Activity: What's wanted here is the full listing below, repeated exactly, with no images in it.

─── Records supplied

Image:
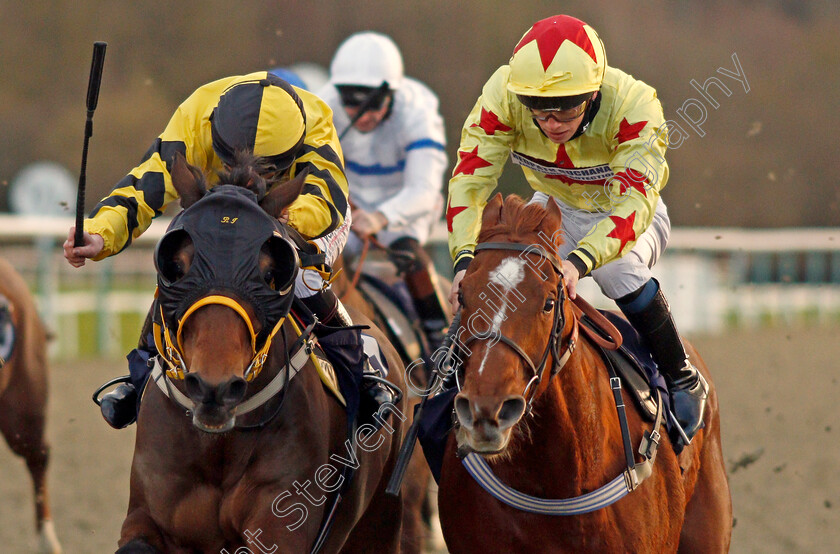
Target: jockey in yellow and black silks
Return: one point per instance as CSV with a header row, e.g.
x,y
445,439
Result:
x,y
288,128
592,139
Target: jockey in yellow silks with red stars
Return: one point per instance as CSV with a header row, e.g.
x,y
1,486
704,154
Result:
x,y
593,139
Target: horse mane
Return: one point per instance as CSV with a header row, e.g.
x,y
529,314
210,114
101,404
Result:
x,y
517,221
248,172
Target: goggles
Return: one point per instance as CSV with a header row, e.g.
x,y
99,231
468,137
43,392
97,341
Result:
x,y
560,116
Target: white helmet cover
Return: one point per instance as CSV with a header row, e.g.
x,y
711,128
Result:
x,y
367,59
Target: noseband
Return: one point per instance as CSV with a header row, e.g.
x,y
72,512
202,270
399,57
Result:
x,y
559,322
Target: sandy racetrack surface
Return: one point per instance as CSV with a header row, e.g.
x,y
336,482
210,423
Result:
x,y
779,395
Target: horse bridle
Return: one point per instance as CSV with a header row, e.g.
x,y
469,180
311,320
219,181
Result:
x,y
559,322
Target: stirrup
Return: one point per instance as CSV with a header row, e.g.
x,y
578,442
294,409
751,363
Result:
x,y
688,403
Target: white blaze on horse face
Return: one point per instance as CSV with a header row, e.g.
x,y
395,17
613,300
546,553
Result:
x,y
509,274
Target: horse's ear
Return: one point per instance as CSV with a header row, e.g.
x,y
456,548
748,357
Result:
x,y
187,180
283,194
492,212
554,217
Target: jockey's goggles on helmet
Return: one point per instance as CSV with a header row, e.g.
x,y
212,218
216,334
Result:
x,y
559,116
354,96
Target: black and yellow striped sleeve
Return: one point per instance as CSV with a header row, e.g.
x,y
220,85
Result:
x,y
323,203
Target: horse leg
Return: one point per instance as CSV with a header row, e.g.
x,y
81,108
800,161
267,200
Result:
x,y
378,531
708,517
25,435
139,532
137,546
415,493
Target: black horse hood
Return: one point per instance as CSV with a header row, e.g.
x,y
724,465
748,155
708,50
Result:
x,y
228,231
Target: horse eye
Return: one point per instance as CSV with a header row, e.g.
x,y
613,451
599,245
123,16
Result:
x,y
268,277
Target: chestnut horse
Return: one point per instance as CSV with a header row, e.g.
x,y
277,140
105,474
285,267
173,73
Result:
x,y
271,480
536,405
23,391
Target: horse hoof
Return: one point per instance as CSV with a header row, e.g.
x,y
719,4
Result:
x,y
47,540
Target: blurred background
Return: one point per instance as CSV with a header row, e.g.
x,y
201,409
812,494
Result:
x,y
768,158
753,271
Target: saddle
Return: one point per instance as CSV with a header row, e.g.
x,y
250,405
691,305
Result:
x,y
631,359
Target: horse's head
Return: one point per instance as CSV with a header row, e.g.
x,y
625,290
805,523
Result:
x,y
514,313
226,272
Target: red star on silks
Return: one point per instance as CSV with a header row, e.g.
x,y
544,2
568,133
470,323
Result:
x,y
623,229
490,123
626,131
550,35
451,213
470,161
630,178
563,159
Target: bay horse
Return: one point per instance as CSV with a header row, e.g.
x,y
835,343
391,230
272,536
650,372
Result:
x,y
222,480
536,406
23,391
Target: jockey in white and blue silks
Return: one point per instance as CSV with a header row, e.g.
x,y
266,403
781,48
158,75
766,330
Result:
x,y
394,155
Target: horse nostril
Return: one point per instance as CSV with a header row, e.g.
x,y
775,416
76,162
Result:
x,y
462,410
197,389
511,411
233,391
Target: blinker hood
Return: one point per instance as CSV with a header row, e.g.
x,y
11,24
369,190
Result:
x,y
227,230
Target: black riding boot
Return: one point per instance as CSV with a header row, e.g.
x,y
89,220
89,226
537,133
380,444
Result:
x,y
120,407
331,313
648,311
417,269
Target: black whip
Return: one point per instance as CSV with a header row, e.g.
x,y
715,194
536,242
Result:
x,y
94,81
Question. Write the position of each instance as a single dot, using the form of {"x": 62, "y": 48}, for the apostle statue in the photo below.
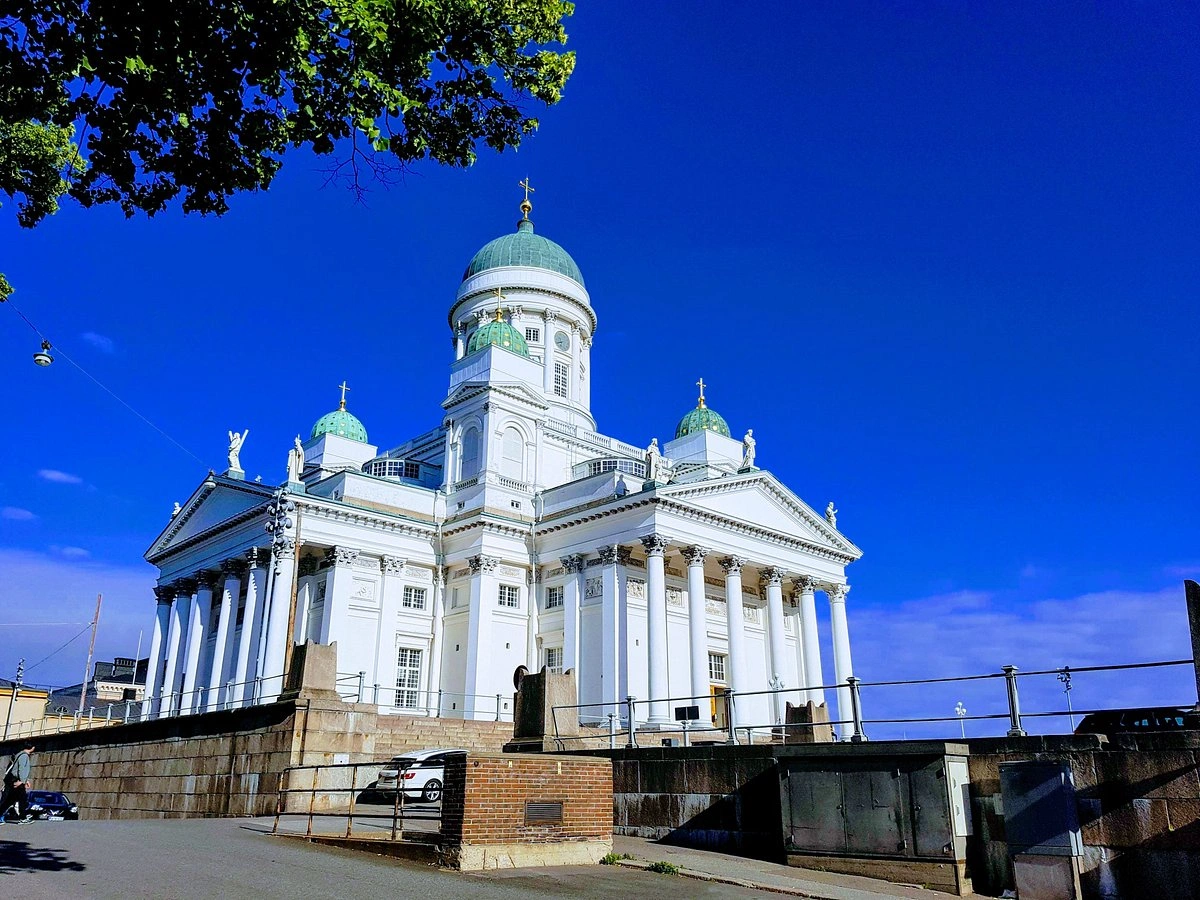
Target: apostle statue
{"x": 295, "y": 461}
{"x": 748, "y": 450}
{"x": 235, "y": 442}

──────

Written solution:
Image:
Target: jockey in yellow and black silks
Return: one point per instance as CSV with a header row, e.g.
x,y
445,439
Result:
x,y
288,128
592,139
Target: jockey in yellow silks with red stars
Return: one point per instance as CSV with a header row, e.g.
x,y
1,486
704,154
Result:
x,y
593,139
Target: horse mane
Return: one point per instance as CSV with a header row, e.g.
x,y
529,314
210,114
101,404
Result:
x,y
517,221
248,172
Target: goggles
Return: one point per instance as CSV with a header row, e.g.
x,y
99,231
468,137
43,392
97,341
Result:
x,y
560,116
Target: white helmet cover
Return: one point per instance as CSV with a header row, e.g.
x,y
711,128
Result:
x,y
367,59
Target: noseband
Return: one point per instance as CSV with a header row, e.g.
x,y
72,512
202,270
399,57
Result:
x,y
559,322
Target: sandy racetrack surface
Return: one point per instance as CSV with a header row, e.g.
x,y
336,482
210,423
Result:
x,y
779,395
Target: horse bridle
Return: one point per instance as CSV with a header row, e.g.
x,y
469,180
311,320
219,181
Result:
x,y
559,322
Target: stirrup
Return: one point per instance as CSV with a header row, e.g.
x,y
578,442
294,409
751,363
Result:
x,y
688,403
Target: white blaze on horse face
Return: one point per instance as CSV with a header row, e.g.
x,y
395,17
613,300
546,553
Result:
x,y
509,274
Target: horse's ear
Return: one point per instance as CSV with a header row, e.g.
x,y
456,548
748,357
Result:
x,y
187,180
283,194
492,212
554,217
Target: jockey's goggles on helmet
Return: one point per instance as CSV with a header row, e.g.
x,y
212,218
216,334
Result:
x,y
559,116
354,96
Target: black and yellow striped sleeve
Return: one point per instance as CSV with a header row, e.g.
x,y
220,85
Result:
x,y
323,203
Target: horse leg
Return: one point per instance as CSV with a header row, e.g.
x,y
81,108
800,161
267,200
Result:
x,y
378,531
708,517
25,435
139,532
137,546
415,493
Target: black horse hood
Return: one point per instance as CSV with a header row, e.g.
x,y
724,465
748,155
708,50
Result:
x,y
228,231
Target: horse eye
Return: one point per instance as CSV with a header row, e.g.
x,y
613,451
599,245
123,16
Result:
x,y
268,277
Target: chestnut horse
Return: one point per instance as CSV with a header row, e.g.
x,y
277,140
105,474
285,267
173,73
Result:
x,y
271,480
536,405
23,391
Target: horse hoof
Return: one point per instance as CSV with a header row, e.g.
x,y
719,4
Result:
x,y
47,540
Target: blurred background
Return: one point per instance as CSV with a header row, e.g.
x,y
201,409
812,494
Result:
x,y
768,158
753,271
Target: saddle
Return: one point per instance as CSV with a header row, e.g.
x,y
250,405
691,305
Result:
x,y
631,359
Target: horse's head
Return: one point per instance as CSV with a header row, e.g.
x,y
625,290
805,523
Result:
x,y
514,313
226,272
Target: red star on silks
Return: one point per instance as CSV with a header row, e.g.
x,y
544,2
568,133
470,323
Result:
x,y
623,229
490,123
626,131
550,35
451,213
470,161
630,178
563,159
Target: bay horse
Return: one point per instance as CSV with a header row, e.g.
x,y
835,343
391,230
272,536
650,372
Result:
x,y
222,480
536,406
23,391
Target: jockey in white and blue silks
Return: one point per instance as CSV with a header row, e.g.
x,y
266,403
781,48
158,75
766,330
Result:
x,y
394,155
Target: horse nostril
Return: one point per instance as CSV with a header row, e.g.
x,y
775,416
76,162
Result:
x,y
462,410
197,389
511,411
233,391
Target: blinker hood
Return: one point per instance as CSV with a header row, e.g.
x,y
11,24
369,190
Result:
x,y
227,230
Target: black riding boot
Return: one point per instance as CSV with a header row, e.g.
x,y
89,220
89,226
537,133
380,444
Result:
x,y
120,407
331,313
648,311
417,269
Target: black whip
Return: one point per instance as CSV with a header row, e.g.
x,y
715,194
536,242
Result:
x,y
94,81
Question. Write the position of each instance as a single dot, using the form of {"x": 62, "y": 48}, for the apostle statue in the photo below.
Target: apostle statue
{"x": 295, "y": 461}
{"x": 748, "y": 450}
{"x": 235, "y": 442}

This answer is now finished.